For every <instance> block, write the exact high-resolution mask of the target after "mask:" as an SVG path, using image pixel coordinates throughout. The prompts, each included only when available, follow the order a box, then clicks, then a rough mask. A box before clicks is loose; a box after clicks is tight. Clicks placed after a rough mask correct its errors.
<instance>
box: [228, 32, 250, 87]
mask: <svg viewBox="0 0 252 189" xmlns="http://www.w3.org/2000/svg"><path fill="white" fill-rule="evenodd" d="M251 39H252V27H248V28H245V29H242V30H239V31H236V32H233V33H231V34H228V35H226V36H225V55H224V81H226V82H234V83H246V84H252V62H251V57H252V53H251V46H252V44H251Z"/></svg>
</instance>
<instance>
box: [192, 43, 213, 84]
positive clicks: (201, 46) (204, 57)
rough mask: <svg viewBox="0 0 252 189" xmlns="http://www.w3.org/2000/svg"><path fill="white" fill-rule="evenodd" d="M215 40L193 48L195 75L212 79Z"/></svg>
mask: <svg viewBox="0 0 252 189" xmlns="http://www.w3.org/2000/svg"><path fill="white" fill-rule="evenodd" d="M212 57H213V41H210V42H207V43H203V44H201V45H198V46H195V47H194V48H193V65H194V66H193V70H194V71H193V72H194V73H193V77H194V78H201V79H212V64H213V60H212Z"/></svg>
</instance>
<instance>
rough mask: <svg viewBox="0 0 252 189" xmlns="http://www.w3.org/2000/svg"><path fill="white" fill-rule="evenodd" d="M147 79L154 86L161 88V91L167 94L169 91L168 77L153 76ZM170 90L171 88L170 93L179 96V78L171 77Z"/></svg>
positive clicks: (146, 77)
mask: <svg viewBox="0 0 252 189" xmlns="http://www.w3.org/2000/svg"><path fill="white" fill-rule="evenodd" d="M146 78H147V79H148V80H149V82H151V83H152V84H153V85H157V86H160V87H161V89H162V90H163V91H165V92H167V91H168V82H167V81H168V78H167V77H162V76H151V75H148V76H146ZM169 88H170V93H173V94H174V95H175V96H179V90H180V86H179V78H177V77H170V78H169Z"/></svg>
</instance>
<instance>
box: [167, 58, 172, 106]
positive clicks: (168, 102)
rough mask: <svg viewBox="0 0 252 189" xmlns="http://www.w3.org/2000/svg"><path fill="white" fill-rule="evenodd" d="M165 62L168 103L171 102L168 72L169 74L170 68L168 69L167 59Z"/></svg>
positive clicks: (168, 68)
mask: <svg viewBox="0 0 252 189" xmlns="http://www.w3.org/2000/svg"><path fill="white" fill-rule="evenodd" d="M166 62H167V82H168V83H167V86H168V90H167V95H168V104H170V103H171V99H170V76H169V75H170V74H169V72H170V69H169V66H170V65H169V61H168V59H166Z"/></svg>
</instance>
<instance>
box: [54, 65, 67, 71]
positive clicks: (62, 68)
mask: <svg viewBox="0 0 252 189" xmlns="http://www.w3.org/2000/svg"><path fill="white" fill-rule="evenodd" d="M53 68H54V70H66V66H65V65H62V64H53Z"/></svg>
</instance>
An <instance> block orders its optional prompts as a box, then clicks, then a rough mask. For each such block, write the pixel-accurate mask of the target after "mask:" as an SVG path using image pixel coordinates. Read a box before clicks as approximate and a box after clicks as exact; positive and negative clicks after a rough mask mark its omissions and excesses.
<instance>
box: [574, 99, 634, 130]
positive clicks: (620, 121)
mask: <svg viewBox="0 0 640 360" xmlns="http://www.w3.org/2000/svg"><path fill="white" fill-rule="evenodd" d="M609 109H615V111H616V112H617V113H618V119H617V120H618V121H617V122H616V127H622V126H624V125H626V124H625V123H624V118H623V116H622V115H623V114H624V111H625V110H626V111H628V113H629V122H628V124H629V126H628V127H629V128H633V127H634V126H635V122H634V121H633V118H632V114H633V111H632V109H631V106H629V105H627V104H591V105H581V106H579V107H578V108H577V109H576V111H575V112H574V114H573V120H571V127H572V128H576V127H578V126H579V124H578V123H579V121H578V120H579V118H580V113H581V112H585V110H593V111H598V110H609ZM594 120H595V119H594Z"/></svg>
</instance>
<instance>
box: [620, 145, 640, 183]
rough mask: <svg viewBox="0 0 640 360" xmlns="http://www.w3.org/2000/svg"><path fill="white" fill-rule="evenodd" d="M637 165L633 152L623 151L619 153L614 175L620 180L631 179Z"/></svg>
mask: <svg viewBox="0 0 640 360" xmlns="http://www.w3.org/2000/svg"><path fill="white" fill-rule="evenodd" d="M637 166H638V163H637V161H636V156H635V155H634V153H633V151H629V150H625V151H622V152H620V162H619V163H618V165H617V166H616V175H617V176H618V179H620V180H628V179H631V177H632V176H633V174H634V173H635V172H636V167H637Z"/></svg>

• **Assignment**: Once you have read the listing, copy it out exactly.

• **Written answer**:
For every <instance> block, write the exact high-resolution mask of the target after "mask:" as an SVG path, using image pixel coordinates throughout. The prompts, each included only when available, follow the order a box, then clicks, then a rough mask. A box before clicks is loose; a box after clicks is tight. Clicks placed after a rough mask correct its errors.
<instance>
box: [228, 32, 250, 87]
mask: <svg viewBox="0 0 252 189" xmlns="http://www.w3.org/2000/svg"><path fill="white" fill-rule="evenodd" d="M251 39H252V27H248V28H245V29H242V30H239V31H236V32H233V33H231V34H228V35H226V36H225V55H224V81H226V82H234V83H246V84H252V62H251V57H252V53H251V46H252V44H251Z"/></svg>
</instance>
<instance>
box: [192, 43, 213, 84]
positive clicks: (201, 46) (204, 57)
rough mask: <svg viewBox="0 0 252 189" xmlns="http://www.w3.org/2000/svg"><path fill="white" fill-rule="evenodd" d="M215 40L193 48L195 75L212 79Z"/></svg>
mask: <svg viewBox="0 0 252 189" xmlns="http://www.w3.org/2000/svg"><path fill="white" fill-rule="evenodd" d="M212 57H213V41H210V42H207V43H203V44H201V45H198V46H195V47H194V48H193V65H194V66H193V70H194V71H193V72H194V73H193V77H194V78H201V79H212V64H213V60H212Z"/></svg>
</instance>
<instance>
rough mask: <svg viewBox="0 0 252 189" xmlns="http://www.w3.org/2000/svg"><path fill="white" fill-rule="evenodd" d="M147 79L154 86L161 88V91L167 94L169 91L168 77L153 76ZM170 90L171 88L170 93L179 96V78L171 77Z"/></svg>
positive clicks: (146, 77)
mask: <svg viewBox="0 0 252 189" xmlns="http://www.w3.org/2000/svg"><path fill="white" fill-rule="evenodd" d="M146 78H147V79H148V80H149V82H151V83H152V84H153V85H157V86H160V87H161V89H162V90H163V91H165V92H167V91H168V82H167V81H168V78H167V77H162V76H151V75H148V76H146ZM169 88H170V93H173V94H174V95H175V96H179V90H180V86H179V78H177V77H170V78H169Z"/></svg>
</instance>
<instance>
box: [167, 58, 172, 106]
positive clicks: (168, 102)
rough mask: <svg viewBox="0 0 252 189" xmlns="http://www.w3.org/2000/svg"><path fill="white" fill-rule="evenodd" d="M165 62L168 103L171 102L168 72L169 74L170 68L168 69L167 59Z"/></svg>
positive clicks: (168, 68)
mask: <svg viewBox="0 0 252 189" xmlns="http://www.w3.org/2000/svg"><path fill="white" fill-rule="evenodd" d="M166 62H167V82H168V83H167V86H168V90H167V95H168V104H170V103H171V99H170V76H169V75H170V74H169V72H170V69H169V66H170V65H169V61H168V59H166Z"/></svg>
</instance>
<instance>
box: [54, 65, 67, 71]
positive clicks: (62, 68)
mask: <svg viewBox="0 0 252 189" xmlns="http://www.w3.org/2000/svg"><path fill="white" fill-rule="evenodd" d="M53 68H54V70H66V66H65V65H62V64H53Z"/></svg>
</instance>
An <instance> block orders its optional prompts as a box, then clicks, then a rough mask. For each such block, write the pixel-accurate mask of the target after "mask:" as an SVG path using image pixel coordinates. Read a box before clicks as approximate and a box after clicks as exact; positive and negative clicks after a rough mask mark its omissions and excesses.
<instance>
box: [574, 99, 634, 130]
positive clicks: (620, 121)
mask: <svg viewBox="0 0 640 360" xmlns="http://www.w3.org/2000/svg"><path fill="white" fill-rule="evenodd" d="M609 109H615V111H616V112H617V113H618V119H617V120H618V121H617V122H616V127H622V126H624V125H626V124H625V123H624V118H623V116H622V115H623V114H624V111H625V110H626V111H628V113H629V122H628V124H629V126H628V127H629V128H633V127H634V126H635V122H634V121H633V118H632V114H633V111H632V109H631V106H629V105H627V104H591V105H581V106H579V107H578V108H577V109H576V111H575V112H574V114H573V120H571V127H572V128H576V127H578V126H579V124H578V123H579V121H578V120H579V118H580V113H581V112H585V110H593V111H598V110H609ZM594 120H595V119H594Z"/></svg>
</instance>
<instance>
box: [620, 145, 640, 183]
rough mask: <svg viewBox="0 0 640 360" xmlns="http://www.w3.org/2000/svg"><path fill="white" fill-rule="evenodd" d="M637 165L633 152L623 151L619 153L614 175L620 180L631 179Z"/></svg>
mask: <svg viewBox="0 0 640 360" xmlns="http://www.w3.org/2000/svg"><path fill="white" fill-rule="evenodd" d="M637 166H638V163H637V161H636V156H635V155H634V153H633V151H629V150H625V151H622V152H620V162H619V163H618V165H617V166H616V175H617V176H618V179H620V180H628V179H631V177H632V176H633V174H634V173H635V172H636V167H637Z"/></svg>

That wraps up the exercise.